_What is expected_
Print out every entry, keeping each line identical to the original.

**** Material for this task

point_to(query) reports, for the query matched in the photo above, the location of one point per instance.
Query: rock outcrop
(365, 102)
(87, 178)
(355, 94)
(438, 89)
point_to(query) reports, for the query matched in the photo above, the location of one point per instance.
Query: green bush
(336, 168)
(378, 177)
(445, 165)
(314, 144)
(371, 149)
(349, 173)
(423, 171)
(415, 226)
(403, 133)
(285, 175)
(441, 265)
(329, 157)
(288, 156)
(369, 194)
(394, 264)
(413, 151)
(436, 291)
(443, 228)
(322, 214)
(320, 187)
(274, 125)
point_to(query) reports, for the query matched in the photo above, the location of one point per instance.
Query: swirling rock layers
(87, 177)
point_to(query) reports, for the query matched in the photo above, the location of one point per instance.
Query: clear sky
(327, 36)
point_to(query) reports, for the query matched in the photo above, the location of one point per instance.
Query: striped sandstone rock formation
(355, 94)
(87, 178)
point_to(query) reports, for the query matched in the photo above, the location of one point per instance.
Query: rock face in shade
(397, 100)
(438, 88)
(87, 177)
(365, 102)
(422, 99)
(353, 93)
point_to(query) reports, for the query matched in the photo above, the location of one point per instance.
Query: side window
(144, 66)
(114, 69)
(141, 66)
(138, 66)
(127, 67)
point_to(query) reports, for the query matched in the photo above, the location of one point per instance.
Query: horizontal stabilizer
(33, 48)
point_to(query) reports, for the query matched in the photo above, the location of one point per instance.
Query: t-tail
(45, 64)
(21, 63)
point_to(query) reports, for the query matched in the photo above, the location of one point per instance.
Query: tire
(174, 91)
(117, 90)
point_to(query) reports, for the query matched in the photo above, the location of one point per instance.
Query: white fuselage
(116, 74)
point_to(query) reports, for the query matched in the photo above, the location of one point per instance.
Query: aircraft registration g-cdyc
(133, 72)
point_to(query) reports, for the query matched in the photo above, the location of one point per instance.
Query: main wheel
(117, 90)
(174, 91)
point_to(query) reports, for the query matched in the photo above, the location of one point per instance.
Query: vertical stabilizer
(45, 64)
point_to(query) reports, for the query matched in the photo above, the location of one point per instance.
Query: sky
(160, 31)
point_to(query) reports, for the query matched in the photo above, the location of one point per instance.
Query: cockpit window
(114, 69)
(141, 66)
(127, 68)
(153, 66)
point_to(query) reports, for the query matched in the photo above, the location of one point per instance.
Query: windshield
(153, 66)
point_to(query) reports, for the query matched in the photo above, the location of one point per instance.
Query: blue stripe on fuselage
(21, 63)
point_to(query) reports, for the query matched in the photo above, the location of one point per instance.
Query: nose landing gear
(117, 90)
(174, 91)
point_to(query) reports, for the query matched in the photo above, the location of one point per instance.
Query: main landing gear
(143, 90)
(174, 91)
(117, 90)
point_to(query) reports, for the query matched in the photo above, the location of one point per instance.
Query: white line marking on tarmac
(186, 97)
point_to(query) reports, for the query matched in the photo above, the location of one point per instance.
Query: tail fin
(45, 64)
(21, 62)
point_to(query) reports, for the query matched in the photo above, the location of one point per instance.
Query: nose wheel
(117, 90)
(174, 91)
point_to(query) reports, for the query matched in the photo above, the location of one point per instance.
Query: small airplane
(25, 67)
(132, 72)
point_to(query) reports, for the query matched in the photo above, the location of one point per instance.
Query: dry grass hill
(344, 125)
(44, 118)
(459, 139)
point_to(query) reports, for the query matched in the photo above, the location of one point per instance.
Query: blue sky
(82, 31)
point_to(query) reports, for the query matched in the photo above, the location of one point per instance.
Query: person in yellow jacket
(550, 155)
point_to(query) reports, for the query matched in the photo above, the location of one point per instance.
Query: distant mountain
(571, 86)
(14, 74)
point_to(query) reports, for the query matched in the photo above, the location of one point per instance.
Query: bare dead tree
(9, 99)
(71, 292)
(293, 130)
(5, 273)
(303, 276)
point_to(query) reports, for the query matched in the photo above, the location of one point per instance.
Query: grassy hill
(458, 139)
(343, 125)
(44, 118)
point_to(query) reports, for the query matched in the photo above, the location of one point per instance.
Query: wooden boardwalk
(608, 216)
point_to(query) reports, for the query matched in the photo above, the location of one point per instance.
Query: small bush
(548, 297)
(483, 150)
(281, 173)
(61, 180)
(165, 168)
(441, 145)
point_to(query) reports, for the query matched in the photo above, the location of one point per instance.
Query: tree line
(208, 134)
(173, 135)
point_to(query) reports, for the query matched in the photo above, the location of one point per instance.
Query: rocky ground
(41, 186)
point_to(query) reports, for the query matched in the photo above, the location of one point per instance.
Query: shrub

********

_Task result_
point_to(query) reports, for the query matched in the photo above, the location of one point per instance.
Query: rock outcrop
(365, 102)
(87, 178)
(355, 94)
(438, 89)
point_to(query) reports, for the query matched in the photo above, the location of one point per instance.
Query: green bush
(336, 168)
(378, 177)
(445, 165)
(314, 144)
(371, 149)
(349, 173)
(423, 171)
(415, 226)
(403, 133)
(285, 175)
(441, 265)
(329, 157)
(288, 156)
(369, 194)
(394, 264)
(413, 151)
(436, 291)
(443, 228)
(322, 214)
(320, 187)
(274, 125)
point_to(query) reports, for the query matched in the photo above, the location of one point per instance.
Query: swirling rock layers
(87, 177)
point_to(query) reports, for the query matched in the photo above, the location of one point per instance.
Query: clear sky
(327, 36)
point_to(query) reports, for the query matched in the photo above, the location of one point per instance.
Query: striped sandstone rock formation
(355, 94)
(87, 178)
point_to(query) reports, for the query matched in the photo above, the location of one point per instance.
Query: rock face in shade
(397, 100)
(438, 88)
(87, 177)
(365, 102)
(422, 99)
(353, 93)
point_to(query) reports, for the query matched in the photo above, the location of one point per instance.
Query: side window
(144, 66)
(114, 69)
(141, 66)
(138, 66)
(127, 67)
point_to(query) reports, for the query matched in the photo above, the location of one point per instance.
Query: horizontal stabilizer
(33, 48)
point_to(query) reports, for the query matched in the photo above, the location of one point per instance.
Query: t-tail
(45, 64)
(21, 63)
point_to(query) reports, for the query matched in the photo above, the location of one point per instance.
Query: tire
(174, 91)
(117, 90)
point_to(query) reports, for the query matched in the photo above, the location of one point per instance.
Query: white fuselage
(116, 74)
point_to(query) reports, for the query matched in the photo above, the location of one point per instance.
Query: aircraft registration g-cdyc
(133, 72)
point_to(query) reports, for the query matched in the photo above, the location of one point per instance.
Query: main wheel
(117, 90)
(174, 91)
point_to(query) reports, for the query matched in the photo above, the location of one point per instance.
Query: vertical stabilizer
(45, 64)
point_to(query) reports, for the query matched in the photo above, the location of one point per instance.
Query: sky
(160, 31)
point_to(query) reports, for the query matched in the photo above, the location of one point per instance.
Query: cockpit window
(114, 69)
(141, 66)
(127, 68)
(153, 66)
point_to(query) reports, for the query matched in the photo above, the location of one point per instance.
Query: windshield
(153, 66)
point_to(query) reports, for the query matched in the photo above, the location of one point per instance.
Query: blue stripe on fuselage
(21, 63)
point_to(query) reports, for the query matched in the photo above, the location of one point per instance.
Query: nose landing gear
(117, 90)
(174, 91)
point_to(query) reports, for the query matched in the photo above, the location of one point per instance.
Query: main landing gear
(143, 90)
(174, 91)
(117, 90)
point_to(query) reports, for the query matched in the photo above, the location of one point per instance.
Query: white line marking on tarmac
(186, 97)
point_to(query) reports, for the query matched in the photo above, the location of one point per instance.
Query: tail fin
(45, 64)
(21, 62)
point_to(query) reports, for the query matched in the photo above, the location of one point per instance.
Query: nose wheel
(117, 90)
(174, 91)
point_to(query) reports, for the query matched in the photo above, the location of one point per instance.
Query: small airplane
(25, 67)
(132, 72)
point_to(query) reports, for the query matched in the photo above, the location of one point per instance.
Query: dry grass hill
(344, 125)
(44, 118)
(459, 139)
point_to(query) reports, for the query matched in the photo above, the location of one point per instance.
Query: blue sky
(82, 31)
point_to(query) reports, for the query matched in the photo above, the location of one point per instance.
Query: person in yellow jacket
(550, 155)
point_to(query) reports, for the query matched in the photo above, the location of one point per instance.
Query: distant mountain
(571, 86)
(14, 74)
point_to(query) reports, for the query matched in the photo above, the location of one point per instance.
Query: bare dead tree
(9, 99)
(71, 292)
(293, 130)
(5, 273)
(303, 276)
point_to(query) reports, for the query matched in the photo above, the location of one point per instance.
Query: grassy hill
(458, 139)
(343, 125)
(44, 118)
point_to(query) reports, for the query matched in the photo above, the location of one point per instance.
Query: wooden boardwalk
(608, 216)
point_to(query) reports, for the query matched in the photo above, the location of one point per instance.
Query: small bush
(548, 297)
(483, 150)
(281, 173)
(61, 180)
(165, 168)
(441, 145)
point_to(query) reports, for the query matched in the photo above, the location of one point per instance.
Query: tree line
(208, 134)
(173, 135)
point_to(query) reports, for the query matched in the photo above, the location of one point per instance.
Query: rocky ground
(41, 186)
point_to(query) reports, for the query matched in the photo above, the location of one point per instance.
Query: shrub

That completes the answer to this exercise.